• [EXERCISE MATERIALS]
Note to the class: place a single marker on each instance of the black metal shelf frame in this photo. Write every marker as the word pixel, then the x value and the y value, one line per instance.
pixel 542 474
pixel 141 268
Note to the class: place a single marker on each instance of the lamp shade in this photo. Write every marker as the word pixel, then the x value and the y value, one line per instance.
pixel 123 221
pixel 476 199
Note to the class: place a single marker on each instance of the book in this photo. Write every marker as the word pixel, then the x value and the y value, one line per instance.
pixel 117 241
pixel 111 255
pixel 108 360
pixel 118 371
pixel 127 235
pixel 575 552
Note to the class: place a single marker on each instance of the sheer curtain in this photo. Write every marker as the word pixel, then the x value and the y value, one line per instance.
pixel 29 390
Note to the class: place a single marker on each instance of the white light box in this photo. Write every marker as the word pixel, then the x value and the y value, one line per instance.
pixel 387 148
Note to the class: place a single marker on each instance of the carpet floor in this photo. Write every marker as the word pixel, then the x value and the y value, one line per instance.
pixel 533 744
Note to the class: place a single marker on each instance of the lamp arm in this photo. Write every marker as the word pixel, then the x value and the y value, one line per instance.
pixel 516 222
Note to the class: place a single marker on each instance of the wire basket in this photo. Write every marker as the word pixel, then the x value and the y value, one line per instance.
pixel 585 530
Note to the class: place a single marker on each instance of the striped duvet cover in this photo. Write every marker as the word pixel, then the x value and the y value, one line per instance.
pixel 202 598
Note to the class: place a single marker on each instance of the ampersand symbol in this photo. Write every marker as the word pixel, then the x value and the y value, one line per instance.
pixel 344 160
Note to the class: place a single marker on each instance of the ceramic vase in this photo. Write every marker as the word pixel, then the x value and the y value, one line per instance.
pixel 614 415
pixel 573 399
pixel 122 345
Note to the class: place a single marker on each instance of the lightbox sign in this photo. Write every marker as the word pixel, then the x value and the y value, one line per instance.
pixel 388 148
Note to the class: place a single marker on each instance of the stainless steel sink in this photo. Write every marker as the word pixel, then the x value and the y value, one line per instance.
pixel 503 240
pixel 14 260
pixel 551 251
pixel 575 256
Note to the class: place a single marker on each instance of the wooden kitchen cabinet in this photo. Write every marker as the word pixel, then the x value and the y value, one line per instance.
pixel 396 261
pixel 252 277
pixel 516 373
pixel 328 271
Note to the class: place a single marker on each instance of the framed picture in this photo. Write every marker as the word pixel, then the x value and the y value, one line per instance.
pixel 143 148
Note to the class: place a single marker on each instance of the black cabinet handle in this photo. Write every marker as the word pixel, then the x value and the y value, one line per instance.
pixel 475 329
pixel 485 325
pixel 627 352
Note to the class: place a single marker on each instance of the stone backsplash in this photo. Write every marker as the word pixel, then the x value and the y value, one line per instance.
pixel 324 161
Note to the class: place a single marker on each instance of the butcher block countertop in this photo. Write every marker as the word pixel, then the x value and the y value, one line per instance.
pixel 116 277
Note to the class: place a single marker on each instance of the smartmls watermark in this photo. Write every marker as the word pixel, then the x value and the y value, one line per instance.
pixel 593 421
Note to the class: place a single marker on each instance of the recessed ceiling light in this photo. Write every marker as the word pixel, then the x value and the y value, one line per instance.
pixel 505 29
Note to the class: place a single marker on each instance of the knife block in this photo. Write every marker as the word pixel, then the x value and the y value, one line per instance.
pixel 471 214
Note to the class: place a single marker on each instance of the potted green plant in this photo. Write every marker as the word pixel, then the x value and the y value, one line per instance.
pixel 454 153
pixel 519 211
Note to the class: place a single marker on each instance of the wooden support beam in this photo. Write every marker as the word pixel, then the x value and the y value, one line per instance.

• [DESCRIPTION OF THE TASK] Each line of the listing must appear in the answer exactly as above.

• [ANSWER SECTION]
Note to the class: place a single marker on each instance of the black metal shelf frame in this photo. Write every marker as the word pixel, then the x value and the y value, one line per instance.
pixel 542 474
pixel 141 268
Note to the class: place a single marker on each instance of the lamp shade in this photo. Write every marker as the word pixel, then the x value and the y value, one line per instance.
pixel 123 221
pixel 476 199
Note to the class: place a single marker on each instance of the book in this photo. Write every marker as the word pixel, then the x value and the y value, one line per instance.
pixel 117 241
pixel 111 255
pixel 108 360
pixel 118 371
pixel 127 235
pixel 575 552
Note to the class: place a single marker on each instance of the sheer curtain in this photo. Write every marker as the word pixel, then the x value and the y value, one line per instance.
pixel 29 390
Note to the class: place a single marker on each instance of the white light box in this photo. Write every marker as the word pixel, then the x value and the y value, one line per instance.
pixel 387 148
Note to the class: place a single marker on each instance of the carpet floor in this photo. Write every marker as the word pixel, then the x value and the y value, one line per instance.
pixel 533 744
Note to the class: place a single marker on each instance of the lamp arm in this photo. Write every marker as the word pixel, then the x value and the y value, one line per instance.
pixel 516 222
Note to the class: place a single marker on each instance of the wire basket in this photo. Write every marker as the word pixel, then the x value and the y value, one line per instance.
pixel 585 530
Note to the class: place a single marker on each instance of the striped duvet cover in this photo. Write every marker as the word pixel, then the x value and the y value, one line per instance.
pixel 202 598
Note to the class: place a single marker on each instance of the ampersand symbol in this photo. Write every marker as the word pixel, then the x value and the y value, one line per instance.
pixel 344 160
Note to the class: place a single marker on each instance of the ceramic vase in this photo. Write every marker as the word pixel, then the x value and the y value, one line per instance.
pixel 614 415
pixel 573 399
pixel 122 345
Note to the class: place a single marker on each instance of the lightbox sign in this photo. Write every marker as the word pixel, then the x value and the y value, one line per instance.
pixel 388 148
Note to the class: place a single marker on each instance of the stainless steel sink in this photo. Write every marker as the word pixel, then the x value and the y value, one line per instance.
pixel 503 240
pixel 14 260
pixel 551 251
pixel 575 256
Note to the class: place a single marker on each instance of the wooden kitchen cabinet in this photo. Write every marker as the word pixel, then the x value and the y value, one line per instance.
pixel 396 261
pixel 252 277
pixel 516 373
pixel 328 271
Note to the class: place a single marker on each instance of the framed picture in this photo. Write every marker as the word pixel, then the x value and the y value, one line per instance.
pixel 143 148
Note to the class: place a single marker on each instance of the black cabinet handle in this photo. Write every marker as the word pixel, then the x value and the y value, one line per instance.
pixel 475 329
pixel 485 325
pixel 627 352
Note to the class: place a single marker on each instance of the stone backsplash in this photo. Write every marker as the word pixel, then the x value and the y value, one line per instance.
pixel 324 161
Note to the class: place a single marker on each instance of the butcher block countertop in this photo. Write every marker as the word pixel, then the x value and the y value, one line per instance.
pixel 116 277
Note to the class: place a single marker on each instance of the smartmls watermark in this photo. Write every marker as the word pixel, then the x value and the y value, one line per instance.
pixel 593 421
Note to the class: place a single marker on each instance of the recessed ceiling light in this photo. Write every marker as the word pixel, then the x value and the y value, one line per instance.
pixel 505 29
Note to the class: place a single marker on each instance of the knife block in this photo. Write every marker as the word pixel, then the x value and the y value, one line per instance.
pixel 471 214
Note to the class: place a single marker on each instance of the potted green plant in this photo. Write every marker as the word pixel, then the x value and the y value, one line per instance.
pixel 454 153
pixel 519 211
Note to the class: place a single marker on each instance of the wooden support beam in this photo. Write every marker as the word pixel, then the x value and the y value, one line per instance.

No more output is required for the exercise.